TEXT PASSAGE.

Keywords

1 Introduction

In WSNs the network is embedded with the environment and the nodes that form the network can effectively perform sensing and actuation to have a measure or impart its influence on the environment [1]. The processed information in each node is communicated in wireless fashion. The communication happens through radio signals among the nodes. The target applications could be industry-oriented, Science related, transportation enhancing, maintaining civil infrastructure, security related, etc. The processor within the sensor nodes could be in one of the three modes of sleep, idle and active. The power source and memory capacity of the nodes are very limited.

The nodes in the network may be participating as sources that involves in measuring data, sink listening to receive data from the network and act as actuators for control of devices based on the transmitted data. The interaction patterns between the various sources and sinks will be for detection of events, periodical measurement and reporting besides some secondary needs. The primary characteristics of WSNs include good scalability, verifying number of nodes for a given area, reprogrammable capability, and conveniently maintainable. The most important limitation of such network is the limited energy, which has to be efficiently utilized for communication, sensing, computation and actuation [2, 3]. The nodes very importantly collaborate among themselves to achieve a common goal primarily through preprocessing.

DO THIS. In the text on wireless sensor networks, which three modes can the processor within a sensor node be in?

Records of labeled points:

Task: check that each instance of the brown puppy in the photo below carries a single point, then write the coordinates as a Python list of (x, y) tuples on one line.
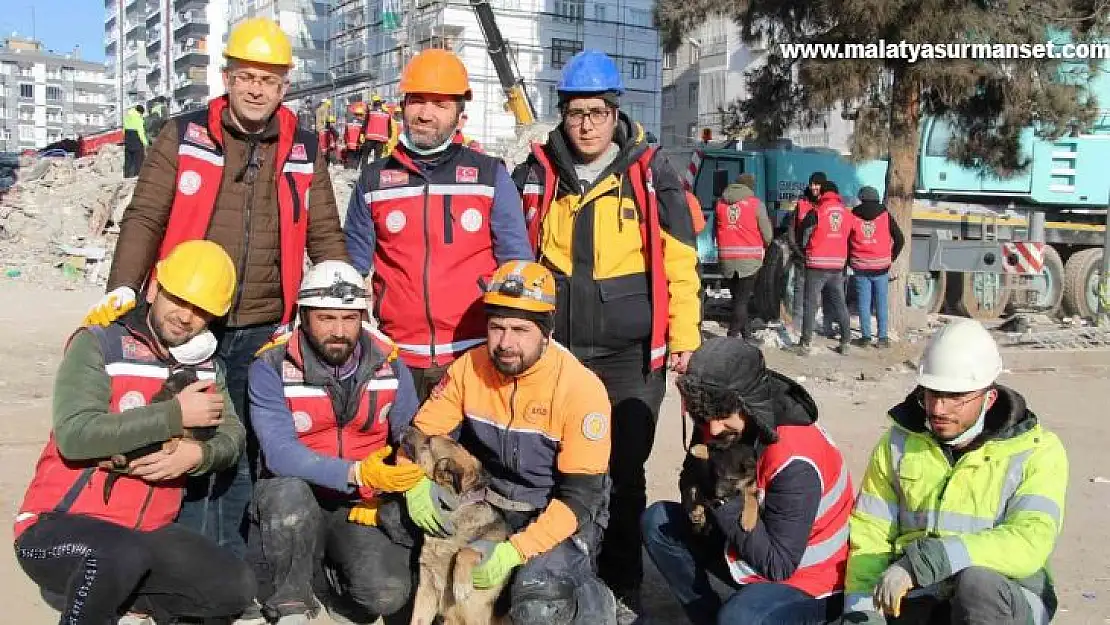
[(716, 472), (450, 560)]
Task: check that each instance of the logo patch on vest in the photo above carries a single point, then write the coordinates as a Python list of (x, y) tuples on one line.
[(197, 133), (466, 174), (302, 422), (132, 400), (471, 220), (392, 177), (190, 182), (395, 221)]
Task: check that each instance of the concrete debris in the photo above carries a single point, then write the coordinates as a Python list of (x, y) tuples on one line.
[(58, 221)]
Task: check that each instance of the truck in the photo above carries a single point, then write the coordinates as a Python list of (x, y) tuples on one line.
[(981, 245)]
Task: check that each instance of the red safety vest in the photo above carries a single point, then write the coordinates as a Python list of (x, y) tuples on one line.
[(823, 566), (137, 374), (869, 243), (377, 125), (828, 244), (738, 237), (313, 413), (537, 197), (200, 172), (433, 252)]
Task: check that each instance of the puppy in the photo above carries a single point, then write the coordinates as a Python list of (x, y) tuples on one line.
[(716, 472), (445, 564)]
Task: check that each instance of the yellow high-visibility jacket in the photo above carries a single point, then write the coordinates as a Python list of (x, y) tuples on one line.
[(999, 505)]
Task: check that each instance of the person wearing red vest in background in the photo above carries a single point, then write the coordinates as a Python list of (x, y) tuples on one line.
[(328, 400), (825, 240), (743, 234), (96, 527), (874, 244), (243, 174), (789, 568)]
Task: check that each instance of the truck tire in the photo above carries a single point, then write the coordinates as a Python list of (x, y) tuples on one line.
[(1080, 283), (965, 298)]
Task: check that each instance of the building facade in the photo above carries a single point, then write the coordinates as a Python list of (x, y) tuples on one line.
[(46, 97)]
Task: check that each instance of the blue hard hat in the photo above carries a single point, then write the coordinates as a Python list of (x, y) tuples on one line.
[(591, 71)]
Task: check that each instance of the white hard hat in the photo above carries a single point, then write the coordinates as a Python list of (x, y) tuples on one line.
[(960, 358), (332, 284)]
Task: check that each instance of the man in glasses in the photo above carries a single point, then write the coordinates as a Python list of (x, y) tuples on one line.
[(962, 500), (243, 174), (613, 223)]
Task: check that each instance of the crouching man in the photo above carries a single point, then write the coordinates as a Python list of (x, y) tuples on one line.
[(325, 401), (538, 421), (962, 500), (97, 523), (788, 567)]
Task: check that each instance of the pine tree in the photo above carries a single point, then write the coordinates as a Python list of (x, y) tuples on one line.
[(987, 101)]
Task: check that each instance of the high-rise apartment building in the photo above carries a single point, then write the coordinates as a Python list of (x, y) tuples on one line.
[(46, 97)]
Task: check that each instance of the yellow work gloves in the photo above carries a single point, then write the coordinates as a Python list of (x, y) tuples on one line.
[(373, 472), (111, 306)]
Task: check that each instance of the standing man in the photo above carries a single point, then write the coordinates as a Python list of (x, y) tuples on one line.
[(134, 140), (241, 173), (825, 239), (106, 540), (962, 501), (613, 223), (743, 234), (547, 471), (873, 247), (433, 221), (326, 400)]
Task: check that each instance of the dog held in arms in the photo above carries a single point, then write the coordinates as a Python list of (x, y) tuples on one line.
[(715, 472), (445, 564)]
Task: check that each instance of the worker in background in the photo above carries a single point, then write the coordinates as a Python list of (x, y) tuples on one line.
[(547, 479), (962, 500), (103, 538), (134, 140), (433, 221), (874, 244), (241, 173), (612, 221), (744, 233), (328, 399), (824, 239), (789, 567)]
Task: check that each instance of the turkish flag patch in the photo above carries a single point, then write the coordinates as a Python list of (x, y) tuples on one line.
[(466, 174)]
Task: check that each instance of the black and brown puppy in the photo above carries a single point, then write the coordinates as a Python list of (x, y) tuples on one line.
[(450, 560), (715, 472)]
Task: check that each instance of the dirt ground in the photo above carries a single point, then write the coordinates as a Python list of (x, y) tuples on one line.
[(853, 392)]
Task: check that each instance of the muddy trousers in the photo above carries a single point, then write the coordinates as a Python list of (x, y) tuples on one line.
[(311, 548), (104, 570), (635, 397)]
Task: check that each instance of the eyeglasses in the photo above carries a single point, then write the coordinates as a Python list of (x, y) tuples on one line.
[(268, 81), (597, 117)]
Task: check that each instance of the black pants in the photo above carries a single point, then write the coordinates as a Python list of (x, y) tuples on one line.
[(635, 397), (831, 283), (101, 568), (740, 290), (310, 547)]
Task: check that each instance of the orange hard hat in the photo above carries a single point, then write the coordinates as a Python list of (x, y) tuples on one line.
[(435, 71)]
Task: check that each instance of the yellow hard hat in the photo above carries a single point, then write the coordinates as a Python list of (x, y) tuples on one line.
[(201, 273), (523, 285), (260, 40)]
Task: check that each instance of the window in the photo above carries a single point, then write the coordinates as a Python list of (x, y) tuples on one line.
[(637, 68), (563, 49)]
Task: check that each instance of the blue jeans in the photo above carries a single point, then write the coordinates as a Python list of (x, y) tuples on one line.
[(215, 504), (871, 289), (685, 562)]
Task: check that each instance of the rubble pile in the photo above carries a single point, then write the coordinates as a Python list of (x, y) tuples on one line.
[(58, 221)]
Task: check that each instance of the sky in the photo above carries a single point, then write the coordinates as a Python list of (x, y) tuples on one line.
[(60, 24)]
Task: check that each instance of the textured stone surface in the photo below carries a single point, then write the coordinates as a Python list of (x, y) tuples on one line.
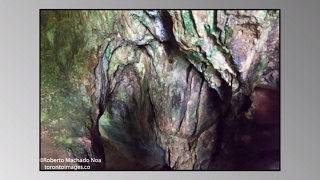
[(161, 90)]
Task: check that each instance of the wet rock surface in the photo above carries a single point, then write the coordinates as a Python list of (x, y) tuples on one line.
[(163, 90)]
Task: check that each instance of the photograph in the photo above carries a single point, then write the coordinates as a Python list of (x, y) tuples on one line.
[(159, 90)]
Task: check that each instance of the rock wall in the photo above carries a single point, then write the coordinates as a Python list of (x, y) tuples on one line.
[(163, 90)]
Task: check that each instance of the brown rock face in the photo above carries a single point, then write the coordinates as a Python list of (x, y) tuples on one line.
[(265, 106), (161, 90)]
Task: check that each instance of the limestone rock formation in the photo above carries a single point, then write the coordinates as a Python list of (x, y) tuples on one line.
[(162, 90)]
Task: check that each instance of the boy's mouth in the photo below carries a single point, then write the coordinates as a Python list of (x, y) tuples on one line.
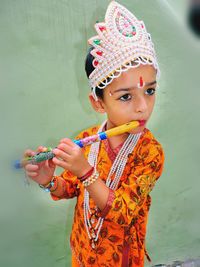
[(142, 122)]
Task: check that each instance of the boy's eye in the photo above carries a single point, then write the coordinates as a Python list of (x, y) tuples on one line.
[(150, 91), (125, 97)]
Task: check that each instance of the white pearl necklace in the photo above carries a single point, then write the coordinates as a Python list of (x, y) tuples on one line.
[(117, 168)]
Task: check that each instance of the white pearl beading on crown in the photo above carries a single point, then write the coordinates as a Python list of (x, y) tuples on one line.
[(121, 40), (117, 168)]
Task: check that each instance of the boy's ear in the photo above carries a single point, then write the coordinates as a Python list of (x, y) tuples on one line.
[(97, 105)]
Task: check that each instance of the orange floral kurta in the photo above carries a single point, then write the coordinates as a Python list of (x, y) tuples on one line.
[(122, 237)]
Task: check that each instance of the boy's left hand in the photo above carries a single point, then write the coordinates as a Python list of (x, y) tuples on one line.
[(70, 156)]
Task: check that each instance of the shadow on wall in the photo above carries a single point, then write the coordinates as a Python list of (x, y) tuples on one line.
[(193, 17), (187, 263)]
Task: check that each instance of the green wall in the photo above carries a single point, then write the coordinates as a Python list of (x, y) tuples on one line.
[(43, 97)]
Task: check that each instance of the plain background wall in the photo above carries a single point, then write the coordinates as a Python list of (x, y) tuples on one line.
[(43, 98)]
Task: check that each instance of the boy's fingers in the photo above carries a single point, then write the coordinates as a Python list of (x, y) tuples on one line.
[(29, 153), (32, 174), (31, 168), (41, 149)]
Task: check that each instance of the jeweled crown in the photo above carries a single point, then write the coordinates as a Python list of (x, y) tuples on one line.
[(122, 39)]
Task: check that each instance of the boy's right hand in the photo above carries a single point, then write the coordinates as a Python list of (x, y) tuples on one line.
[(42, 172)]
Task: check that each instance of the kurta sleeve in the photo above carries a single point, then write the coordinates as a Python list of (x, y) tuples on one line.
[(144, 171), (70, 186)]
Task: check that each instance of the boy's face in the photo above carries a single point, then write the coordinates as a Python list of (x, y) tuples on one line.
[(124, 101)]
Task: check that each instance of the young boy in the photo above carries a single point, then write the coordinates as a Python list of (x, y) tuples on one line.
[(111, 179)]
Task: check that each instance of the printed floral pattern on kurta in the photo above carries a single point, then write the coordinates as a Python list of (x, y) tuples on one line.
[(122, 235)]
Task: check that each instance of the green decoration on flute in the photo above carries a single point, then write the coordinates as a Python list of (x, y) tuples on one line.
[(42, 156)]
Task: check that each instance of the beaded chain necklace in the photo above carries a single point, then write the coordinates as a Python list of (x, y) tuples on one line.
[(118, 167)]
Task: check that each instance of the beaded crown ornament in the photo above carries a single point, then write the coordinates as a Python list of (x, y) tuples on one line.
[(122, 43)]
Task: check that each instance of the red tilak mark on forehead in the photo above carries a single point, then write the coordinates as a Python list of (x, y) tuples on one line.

RESPONSE BELOW. Sleep, idle and active.